*Supplied passage:*
------------

Postnuptial agreements can address family law concerns

By |2022-04-04T16:54:48+00:0005 Feb 2014|Categories: Dispute, Family Law, Spousal Support|

Postnuptial agreements can address family law concerns

Prenuptial agreements have become common fixtures for many couples before marriage, including those in California. However, with the U.S. divorce rate now at 40 percent and the California rate at 60 percent, married couples in some circumstances should also consider postnuptial agreements when they make major changes during marriage. For example, postnuptial agreements may be helpful when one parent decides to forgo a career, perhaps temporarily, in order to stay at home to raise the couple’s children.

A postnuptial agreement operates in the same way a prenuptial contract does. It protects property separately owned by spouses and assigns the amount of spousal support in case the marriage ends. The main difference is that a postnuptial agreement is only drafted after the couple has exchanged their vows.

Because California is a community property state, asset division usually involves a 50-50 split. Prenuptial and postnuptial agreements can change that formula.

There is no single formula for how spouses will handle finances during their marriage. Particularly if only one of them works to meet the family’s needs, then financial decisions on savings, investments and spending should be specified in a postnuptial agreement.

In addition, a spouse who stays at home may be out of the workforce long enough that finding employment in a previous career becomes almost impossible after divorce. If a couple foresees the effects of giving up employment and accounts for it, then it becomes easier to identify the amount of spousal support after divorce and who will pay it.

------------

*Raw data:*
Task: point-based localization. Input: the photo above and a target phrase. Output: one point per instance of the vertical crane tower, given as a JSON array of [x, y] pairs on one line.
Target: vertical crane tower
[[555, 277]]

------------

*Directions:*
A. Answer these questions using the article on postnuptial agreements, one answer per line:
(i) What divorce rate does it give for California?
(ii) What kind of state does it call California?
(iii) When is a postnuptial agreement drafted?
B. Print the passage of the article on postnuptial agreements between "Because California is" and "change that formula.", inclusive.
You can complete the work here without the lines.

*Solution list:*
A.
(i) 60 percent
(ii) A community property state
(iii) Only after the couple has exchanged their vows

B.
Because California is a community property state, asset division usually involves a 50-50 split. Prenuptial and postnuptial agreements can change that formula.